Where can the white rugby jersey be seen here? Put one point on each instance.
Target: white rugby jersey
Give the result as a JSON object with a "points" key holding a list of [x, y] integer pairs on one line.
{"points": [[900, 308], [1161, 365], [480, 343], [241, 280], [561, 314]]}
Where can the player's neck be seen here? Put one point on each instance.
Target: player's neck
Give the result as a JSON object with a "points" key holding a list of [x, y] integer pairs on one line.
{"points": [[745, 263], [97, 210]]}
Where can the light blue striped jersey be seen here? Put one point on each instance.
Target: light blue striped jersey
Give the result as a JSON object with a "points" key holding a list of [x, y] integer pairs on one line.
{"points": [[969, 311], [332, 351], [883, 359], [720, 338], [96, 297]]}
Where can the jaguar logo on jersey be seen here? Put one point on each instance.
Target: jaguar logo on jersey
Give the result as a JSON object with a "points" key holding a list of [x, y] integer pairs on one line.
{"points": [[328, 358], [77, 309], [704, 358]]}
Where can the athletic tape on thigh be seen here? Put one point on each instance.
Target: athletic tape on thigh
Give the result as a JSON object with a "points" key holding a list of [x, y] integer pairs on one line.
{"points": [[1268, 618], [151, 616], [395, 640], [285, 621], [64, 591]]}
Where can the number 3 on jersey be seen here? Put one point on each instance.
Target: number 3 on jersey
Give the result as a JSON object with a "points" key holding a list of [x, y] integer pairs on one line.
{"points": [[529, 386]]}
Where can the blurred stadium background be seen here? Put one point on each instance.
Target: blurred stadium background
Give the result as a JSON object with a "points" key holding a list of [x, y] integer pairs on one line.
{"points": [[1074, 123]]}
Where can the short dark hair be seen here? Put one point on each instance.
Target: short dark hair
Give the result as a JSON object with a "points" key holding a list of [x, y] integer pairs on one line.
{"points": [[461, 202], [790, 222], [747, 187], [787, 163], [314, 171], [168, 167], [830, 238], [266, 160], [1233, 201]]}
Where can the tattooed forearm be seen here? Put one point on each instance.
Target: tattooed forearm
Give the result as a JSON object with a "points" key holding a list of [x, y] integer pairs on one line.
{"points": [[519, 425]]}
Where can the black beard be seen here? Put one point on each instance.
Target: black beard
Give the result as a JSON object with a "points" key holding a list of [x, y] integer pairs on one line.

---

Convert every line of the records above into a JSON list of strings, one string per line, leaving out blank lines.

[
  "Where can the white rugby jersey be seen here? Put one point on each instance.",
  "Target: white rugby jersey",
  "Give the result as a JSON object with a \"points\" key holding a list of [x, y] integer pairs on one line.",
  "{\"points\": [[900, 308], [1161, 365], [480, 343], [241, 280], [561, 314]]}",
  "Where can the player's neck be seen here? Put one point on each instance.",
  "Target: player's neck",
  "Give the result as a JSON object with a \"points\" key holding a list of [x, y] integer pairs on one line.",
  "{\"points\": [[745, 263], [97, 210]]}",
  "Where can the light blue striped jersey be seen here? Put one point on each instance.",
  "Target: light blue striped jersey",
  "Give the result as a JSON object with a \"points\" key holding a list of [x, y] integer pairs on one line.",
  "{\"points\": [[969, 311], [332, 351], [883, 359], [720, 338], [96, 297]]}",
  "Where can the jaguar logo on jersey be seen here? Put one point on each instance.",
  "Target: jaguar logo on jersey",
  "Give the result as a JSON object with a \"points\" key holding a list of [x, y] integer pairs on one line.",
  "{\"points\": [[328, 358], [77, 309], [704, 358]]}",
  "Where can the athletic tape on thigh be seen here? Put one point on each instance.",
  "Target: athletic tape on thigh",
  "Give the result as a JSON object with a \"points\" key holding a list of [x, y] integer pairs on one line.",
  "{\"points\": [[1268, 618], [151, 616], [395, 640], [285, 621], [64, 591]]}",
  "Where can the number 3 on jersey be seen here? Put one point on each instance.",
  "Target: number 3 on jersey",
  "Give the result as a JSON object with a \"points\" key holding a list of [x, y] integer pairs on one line.",
  "{\"points\": [[529, 386]]}",
  "Where can the blurred stadium background be seen here? Put one point on each instance.",
  "Target: blurred stadium background",
  "Give the result as a JSON object with a \"points\" key holding a list of [x, y] integer pairs on one line.",
  "{\"points\": [[1074, 123]]}",
  "Where can the short dark hair be seen here? Put one point on each instance.",
  "Target: short dark hair",
  "Give the result as a JSON object with a \"points\" key holding a list of [x, y] integer pairs on one line.",
  "{\"points\": [[461, 202], [790, 222], [747, 187], [787, 163], [314, 171], [168, 167], [830, 238], [266, 160], [1233, 201]]}",
  "Where can the tattooed forearm be seen here? Put one point on each instance.",
  "Target: tattooed forearm",
  "Give the result as a JSON object with a \"points\" key holding a list of [x, y] integer pairs on one line.",
  "{\"points\": [[519, 425]]}",
  "Where can the black beard be seen here? Put one point on each instance.",
  "Target: black beard",
  "Give the result as a JSON object with a \"points\" key holding a list of [x, y] integer pairs on one line."
]